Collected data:

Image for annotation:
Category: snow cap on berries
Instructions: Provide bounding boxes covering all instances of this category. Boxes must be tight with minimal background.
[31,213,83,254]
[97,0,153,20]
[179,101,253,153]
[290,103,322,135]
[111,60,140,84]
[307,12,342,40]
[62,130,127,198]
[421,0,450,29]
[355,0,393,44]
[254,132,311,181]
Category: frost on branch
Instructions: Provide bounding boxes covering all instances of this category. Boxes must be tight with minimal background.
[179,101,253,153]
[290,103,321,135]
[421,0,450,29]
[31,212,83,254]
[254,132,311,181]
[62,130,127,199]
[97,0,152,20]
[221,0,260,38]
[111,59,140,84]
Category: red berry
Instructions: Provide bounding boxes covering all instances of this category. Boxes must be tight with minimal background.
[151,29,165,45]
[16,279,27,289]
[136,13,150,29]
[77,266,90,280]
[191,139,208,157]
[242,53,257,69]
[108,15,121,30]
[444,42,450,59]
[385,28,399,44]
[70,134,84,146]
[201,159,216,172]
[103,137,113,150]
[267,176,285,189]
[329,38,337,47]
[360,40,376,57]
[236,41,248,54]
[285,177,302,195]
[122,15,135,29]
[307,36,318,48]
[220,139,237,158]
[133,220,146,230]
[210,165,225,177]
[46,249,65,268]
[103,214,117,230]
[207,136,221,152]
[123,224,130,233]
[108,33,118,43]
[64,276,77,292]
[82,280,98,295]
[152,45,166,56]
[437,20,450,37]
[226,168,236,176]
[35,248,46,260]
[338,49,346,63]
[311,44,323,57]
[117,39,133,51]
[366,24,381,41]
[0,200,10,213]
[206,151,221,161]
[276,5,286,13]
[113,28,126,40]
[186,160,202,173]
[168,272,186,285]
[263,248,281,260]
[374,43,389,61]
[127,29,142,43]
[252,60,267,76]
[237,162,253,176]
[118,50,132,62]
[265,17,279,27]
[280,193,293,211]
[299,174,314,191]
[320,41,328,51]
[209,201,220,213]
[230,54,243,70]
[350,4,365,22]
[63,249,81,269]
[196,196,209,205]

### About this exercise
Reproduce only this range: the first line of the data above through the line with "Category: red berry", both included, exactly as written.

### Response to the exercise
Image for annotation:
Category: snow cap on berries
Instructions: Provide bounding boxes covering all instances of this category. Boxes must be tight with minimal background.
[31,213,83,254]
[97,0,153,20]
[179,101,253,153]
[290,103,322,135]
[111,60,140,84]
[307,12,342,40]
[62,130,127,198]
[421,0,450,29]
[355,0,393,44]
[254,132,311,181]
Category: frost on branch
Instructions: Provide bounding boxes covering all instances of this category. Boxes must be tight with minimal background.
[179,101,253,153]
[290,103,321,135]
[421,0,450,29]
[31,212,83,254]
[254,132,311,181]
[62,130,127,199]
[97,0,152,20]
[221,0,260,38]
[111,59,140,84]
Category: red berry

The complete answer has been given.